WHAT NEEDS TO BE DONE: Please show every line of the records below that contains the word "christmas", copying each one in full. Case counts.

<<<<

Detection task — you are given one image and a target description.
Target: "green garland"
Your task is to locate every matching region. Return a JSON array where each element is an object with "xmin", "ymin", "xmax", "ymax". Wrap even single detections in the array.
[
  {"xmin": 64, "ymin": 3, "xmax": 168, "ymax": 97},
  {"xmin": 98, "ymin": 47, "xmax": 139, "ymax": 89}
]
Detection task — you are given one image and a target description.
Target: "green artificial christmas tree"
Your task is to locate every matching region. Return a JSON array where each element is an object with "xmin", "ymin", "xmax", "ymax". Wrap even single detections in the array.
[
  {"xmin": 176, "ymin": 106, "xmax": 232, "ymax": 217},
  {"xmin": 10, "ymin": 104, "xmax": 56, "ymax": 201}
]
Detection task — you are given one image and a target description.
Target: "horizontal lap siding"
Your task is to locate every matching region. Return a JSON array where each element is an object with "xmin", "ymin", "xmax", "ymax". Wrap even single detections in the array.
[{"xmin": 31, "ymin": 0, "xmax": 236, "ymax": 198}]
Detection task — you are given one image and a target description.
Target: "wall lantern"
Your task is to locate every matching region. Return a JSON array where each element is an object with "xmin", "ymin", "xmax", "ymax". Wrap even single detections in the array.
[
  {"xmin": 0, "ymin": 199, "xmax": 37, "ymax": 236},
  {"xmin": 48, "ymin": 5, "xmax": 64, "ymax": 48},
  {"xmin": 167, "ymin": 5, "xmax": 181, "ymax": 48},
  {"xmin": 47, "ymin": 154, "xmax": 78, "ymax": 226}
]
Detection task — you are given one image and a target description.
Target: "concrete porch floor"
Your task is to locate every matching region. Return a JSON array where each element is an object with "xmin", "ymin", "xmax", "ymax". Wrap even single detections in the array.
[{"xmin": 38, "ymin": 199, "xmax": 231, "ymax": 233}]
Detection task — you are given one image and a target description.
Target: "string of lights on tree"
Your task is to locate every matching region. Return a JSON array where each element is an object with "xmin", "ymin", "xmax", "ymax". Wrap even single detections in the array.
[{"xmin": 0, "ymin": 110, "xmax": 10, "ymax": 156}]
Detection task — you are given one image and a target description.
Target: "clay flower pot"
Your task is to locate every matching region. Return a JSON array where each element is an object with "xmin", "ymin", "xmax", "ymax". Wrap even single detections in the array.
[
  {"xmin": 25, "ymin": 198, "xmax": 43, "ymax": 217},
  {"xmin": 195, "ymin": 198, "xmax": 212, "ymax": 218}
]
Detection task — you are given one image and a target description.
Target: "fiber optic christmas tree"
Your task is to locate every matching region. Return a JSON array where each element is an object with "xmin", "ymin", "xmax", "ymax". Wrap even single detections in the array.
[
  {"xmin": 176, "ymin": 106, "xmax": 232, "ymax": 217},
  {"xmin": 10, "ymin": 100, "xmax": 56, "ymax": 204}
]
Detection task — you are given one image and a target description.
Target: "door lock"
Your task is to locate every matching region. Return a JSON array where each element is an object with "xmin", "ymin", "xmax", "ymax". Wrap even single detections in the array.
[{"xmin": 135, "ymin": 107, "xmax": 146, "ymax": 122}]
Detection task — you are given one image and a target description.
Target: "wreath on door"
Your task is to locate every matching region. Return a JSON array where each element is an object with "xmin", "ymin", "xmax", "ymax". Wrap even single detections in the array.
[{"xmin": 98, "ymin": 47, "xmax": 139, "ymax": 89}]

>>>>

TASK OUTPUT:
Target: "green artificial christmas tree"
Target: "fiber optic christmas tree"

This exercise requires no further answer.